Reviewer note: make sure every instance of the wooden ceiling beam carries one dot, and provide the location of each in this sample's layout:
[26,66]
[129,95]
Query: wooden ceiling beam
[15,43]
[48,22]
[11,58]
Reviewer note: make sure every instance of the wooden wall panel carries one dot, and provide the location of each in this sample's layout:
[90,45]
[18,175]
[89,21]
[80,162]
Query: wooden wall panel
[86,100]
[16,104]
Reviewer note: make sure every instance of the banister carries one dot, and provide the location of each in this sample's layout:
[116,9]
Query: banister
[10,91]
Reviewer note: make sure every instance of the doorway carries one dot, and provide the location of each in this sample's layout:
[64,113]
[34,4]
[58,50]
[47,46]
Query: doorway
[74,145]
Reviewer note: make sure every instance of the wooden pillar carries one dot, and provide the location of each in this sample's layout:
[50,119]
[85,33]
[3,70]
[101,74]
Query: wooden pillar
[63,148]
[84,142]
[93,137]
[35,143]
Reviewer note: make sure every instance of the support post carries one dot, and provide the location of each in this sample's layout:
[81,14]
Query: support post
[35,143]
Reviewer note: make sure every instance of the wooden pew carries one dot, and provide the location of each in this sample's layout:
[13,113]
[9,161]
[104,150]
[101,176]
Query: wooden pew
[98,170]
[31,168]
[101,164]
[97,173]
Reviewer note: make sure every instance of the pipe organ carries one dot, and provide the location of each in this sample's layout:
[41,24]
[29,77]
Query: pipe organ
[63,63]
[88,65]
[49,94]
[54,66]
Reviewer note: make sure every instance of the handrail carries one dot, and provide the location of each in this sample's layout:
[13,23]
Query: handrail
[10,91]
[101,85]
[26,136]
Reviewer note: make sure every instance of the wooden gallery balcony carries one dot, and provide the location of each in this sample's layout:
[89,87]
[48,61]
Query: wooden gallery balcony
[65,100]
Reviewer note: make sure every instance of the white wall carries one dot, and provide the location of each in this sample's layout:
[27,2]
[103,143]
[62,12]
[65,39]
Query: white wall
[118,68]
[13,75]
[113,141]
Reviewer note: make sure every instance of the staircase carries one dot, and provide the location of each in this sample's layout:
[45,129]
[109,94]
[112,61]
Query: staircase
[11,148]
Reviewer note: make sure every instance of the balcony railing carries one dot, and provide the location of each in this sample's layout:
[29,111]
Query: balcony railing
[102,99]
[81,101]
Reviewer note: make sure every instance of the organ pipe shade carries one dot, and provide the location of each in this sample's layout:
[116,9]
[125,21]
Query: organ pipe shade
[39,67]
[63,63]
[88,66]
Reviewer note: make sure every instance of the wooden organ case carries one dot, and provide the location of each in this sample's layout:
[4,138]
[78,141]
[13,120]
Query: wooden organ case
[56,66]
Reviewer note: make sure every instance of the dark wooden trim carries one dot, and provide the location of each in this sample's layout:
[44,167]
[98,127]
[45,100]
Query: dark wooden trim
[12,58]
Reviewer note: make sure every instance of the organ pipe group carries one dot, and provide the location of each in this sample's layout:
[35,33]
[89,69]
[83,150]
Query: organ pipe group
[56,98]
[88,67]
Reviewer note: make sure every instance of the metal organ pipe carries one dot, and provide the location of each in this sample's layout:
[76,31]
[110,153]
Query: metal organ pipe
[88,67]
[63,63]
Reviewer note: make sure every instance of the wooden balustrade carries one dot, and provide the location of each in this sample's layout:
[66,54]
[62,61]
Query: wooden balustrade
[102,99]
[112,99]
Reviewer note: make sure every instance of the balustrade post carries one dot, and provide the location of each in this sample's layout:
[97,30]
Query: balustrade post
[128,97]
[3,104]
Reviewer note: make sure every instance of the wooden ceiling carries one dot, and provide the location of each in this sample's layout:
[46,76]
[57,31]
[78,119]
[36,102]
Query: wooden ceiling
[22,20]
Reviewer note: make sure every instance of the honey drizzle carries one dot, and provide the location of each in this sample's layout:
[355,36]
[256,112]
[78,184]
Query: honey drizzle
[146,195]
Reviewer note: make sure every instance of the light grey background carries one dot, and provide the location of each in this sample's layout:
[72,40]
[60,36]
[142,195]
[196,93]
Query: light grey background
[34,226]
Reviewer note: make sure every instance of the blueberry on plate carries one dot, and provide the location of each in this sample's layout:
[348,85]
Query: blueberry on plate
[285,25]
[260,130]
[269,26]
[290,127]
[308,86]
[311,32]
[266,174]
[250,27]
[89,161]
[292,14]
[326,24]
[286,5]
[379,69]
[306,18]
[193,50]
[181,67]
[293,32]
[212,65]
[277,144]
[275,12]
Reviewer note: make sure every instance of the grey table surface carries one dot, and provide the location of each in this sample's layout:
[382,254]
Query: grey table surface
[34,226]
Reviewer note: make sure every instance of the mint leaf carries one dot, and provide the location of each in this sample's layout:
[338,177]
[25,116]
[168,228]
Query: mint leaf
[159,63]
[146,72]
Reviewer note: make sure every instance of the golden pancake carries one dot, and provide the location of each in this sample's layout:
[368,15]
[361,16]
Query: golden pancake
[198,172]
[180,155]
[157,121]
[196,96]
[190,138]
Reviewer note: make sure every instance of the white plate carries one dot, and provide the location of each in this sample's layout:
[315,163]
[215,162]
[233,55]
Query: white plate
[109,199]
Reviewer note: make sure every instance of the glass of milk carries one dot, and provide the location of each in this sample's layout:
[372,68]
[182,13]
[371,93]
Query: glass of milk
+ + + +
What this task involves = Search the material for lines holding the word "milk", then say how many there are and nothing more.

Written reply = 2